→ Exercise prompt
An exact repeat is needed of the lines from the one with "of the wispy" through the last line of the data below. Please omit the pictures.

→ Entries provided

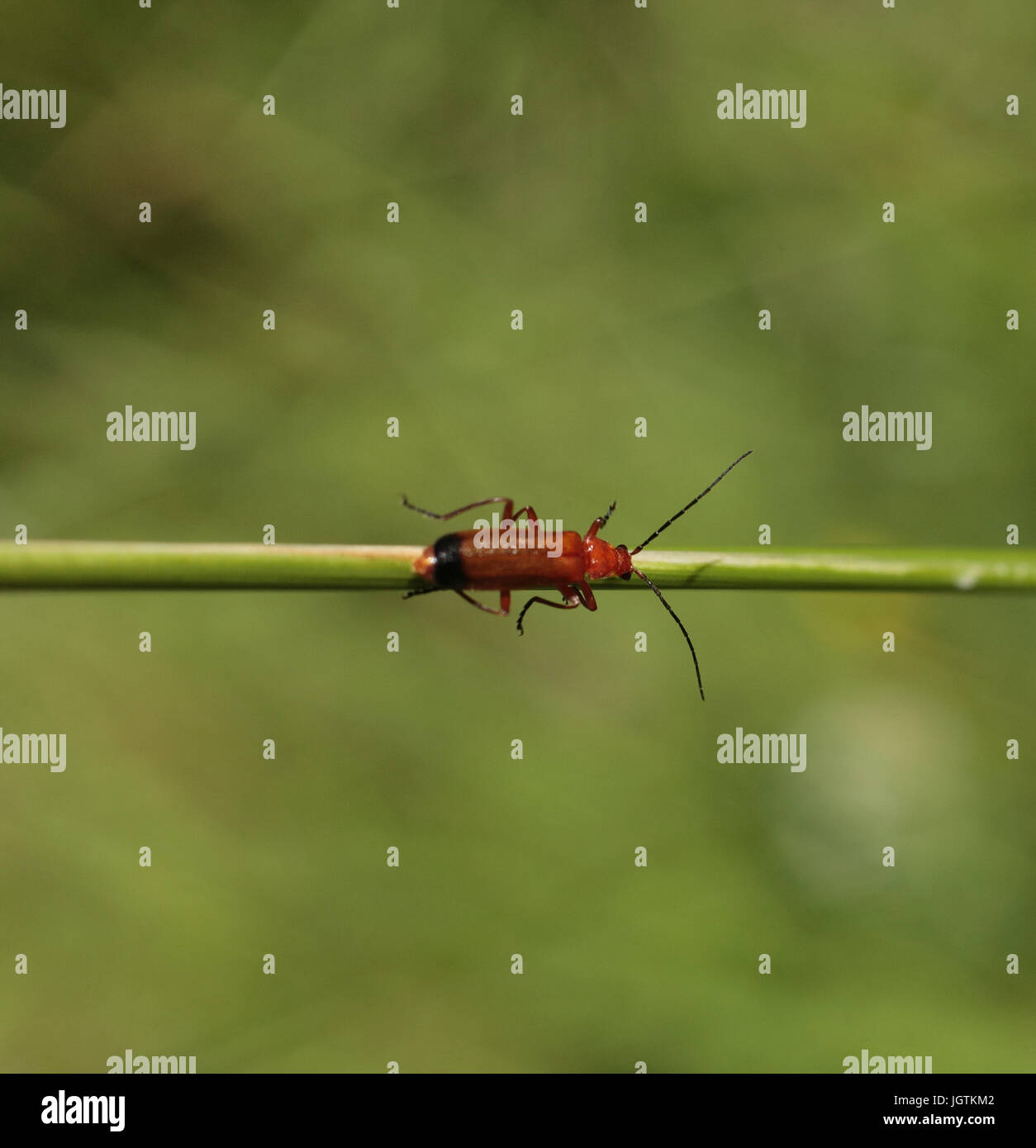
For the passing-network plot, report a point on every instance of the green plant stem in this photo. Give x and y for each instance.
(188, 566)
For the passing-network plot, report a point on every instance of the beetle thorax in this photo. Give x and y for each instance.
(602, 559)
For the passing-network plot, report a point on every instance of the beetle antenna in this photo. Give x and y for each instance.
(679, 512)
(677, 620)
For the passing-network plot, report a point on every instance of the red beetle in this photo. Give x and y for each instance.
(463, 562)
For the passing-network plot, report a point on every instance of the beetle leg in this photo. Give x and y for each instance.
(424, 589)
(600, 521)
(573, 597)
(505, 606)
(509, 505)
(587, 596)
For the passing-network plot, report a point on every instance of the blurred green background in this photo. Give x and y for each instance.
(412, 748)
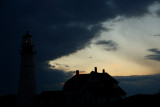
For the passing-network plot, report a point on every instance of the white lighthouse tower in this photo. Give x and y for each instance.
(27, 83)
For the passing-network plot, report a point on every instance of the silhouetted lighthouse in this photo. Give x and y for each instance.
(27, 83)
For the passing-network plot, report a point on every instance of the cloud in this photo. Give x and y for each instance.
(155, 56)
(145, 84)
(108, 45)
(157, 35)
(59, 27)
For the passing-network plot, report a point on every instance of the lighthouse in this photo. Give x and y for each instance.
(27, 82)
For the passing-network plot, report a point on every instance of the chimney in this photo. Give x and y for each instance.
(95, 69)
(103, 71)
(77, 72)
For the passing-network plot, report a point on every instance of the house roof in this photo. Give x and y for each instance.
(77, 81)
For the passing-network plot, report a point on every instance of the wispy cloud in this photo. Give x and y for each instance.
(108, 45)
(155, 56)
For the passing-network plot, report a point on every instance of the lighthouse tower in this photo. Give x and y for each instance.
(27, 83)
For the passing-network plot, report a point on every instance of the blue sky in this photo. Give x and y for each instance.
(121, 36)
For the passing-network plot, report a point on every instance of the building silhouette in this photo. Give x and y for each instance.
(27, 82)
(92, 89)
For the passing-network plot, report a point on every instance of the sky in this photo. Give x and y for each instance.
(120, 36)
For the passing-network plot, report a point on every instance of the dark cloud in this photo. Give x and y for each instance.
(157, 35)
(108, 45)
(155, 56)
(59, 27)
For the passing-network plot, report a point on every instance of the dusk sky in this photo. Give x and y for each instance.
(120, 36)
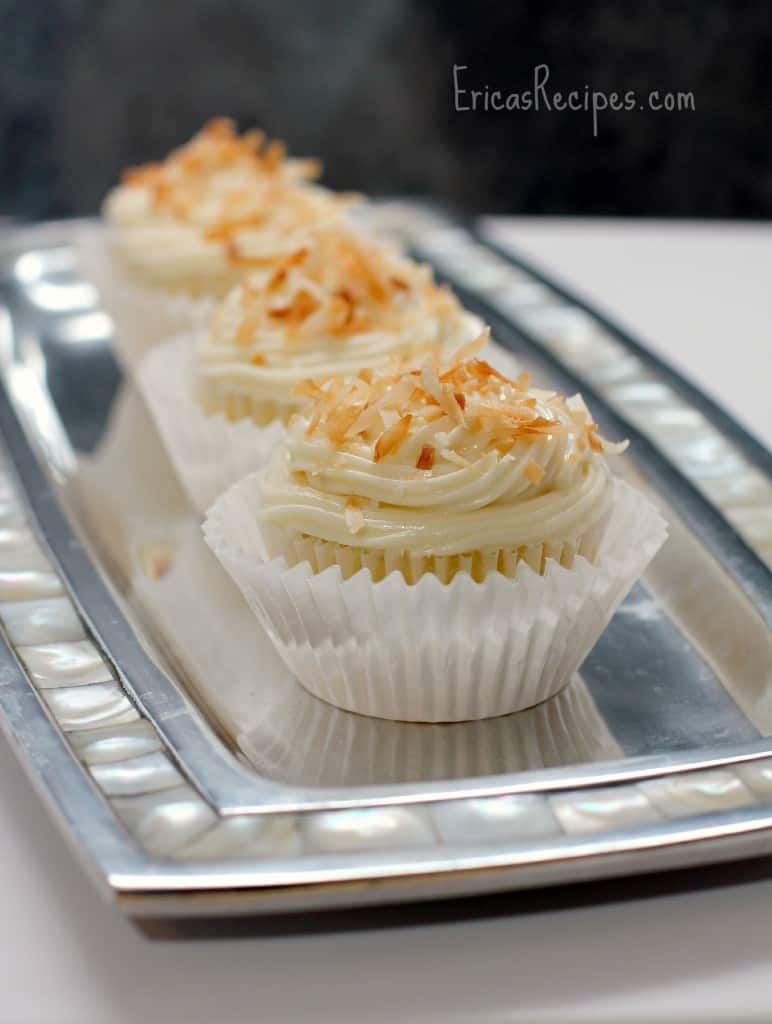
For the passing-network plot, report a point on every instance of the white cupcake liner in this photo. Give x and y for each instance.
(432, 651)
(142, 314)
(208, 453)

→ Answer to this task
For the passing-network plot, report a point on every instance of the wispy cloud in this photo. Give x and y for each instance.
(108, 45)
(155, 56)
For the passing-network plot, report a point on every instance of the lighthouse tower in this photo. Give x and y for each instance.
(27, 83)
For the passing-network plot, report a point on every instance of the blue sky in this photo. Give x and y for each instance.
(121, 36)
For the passing-network plot, report a point on every instance of the building silhouette in this photo. Give x and y for each instance.
(27, 82)
(92, 89)
For the passing-network plot, report a point on every instance of the sky in this photo. Give x and y for each instance.
(120, 36)
For the passing-network plot, report a point on every instance of the dark cloud in this photo. Give x and y for each instance.
(157, 35)
(108, 45)
(155, 56)
(59, 27)
For the passing-network plot, report a point on every instance of the dusk sky in this photo. Give x and y for each instance.
(120, 36)
For the passing-network plot, report a point on every instance of the white cupcake liner in this photo. Give x and y for each instance.
(432, 651)
(142, 314)
(208, 453)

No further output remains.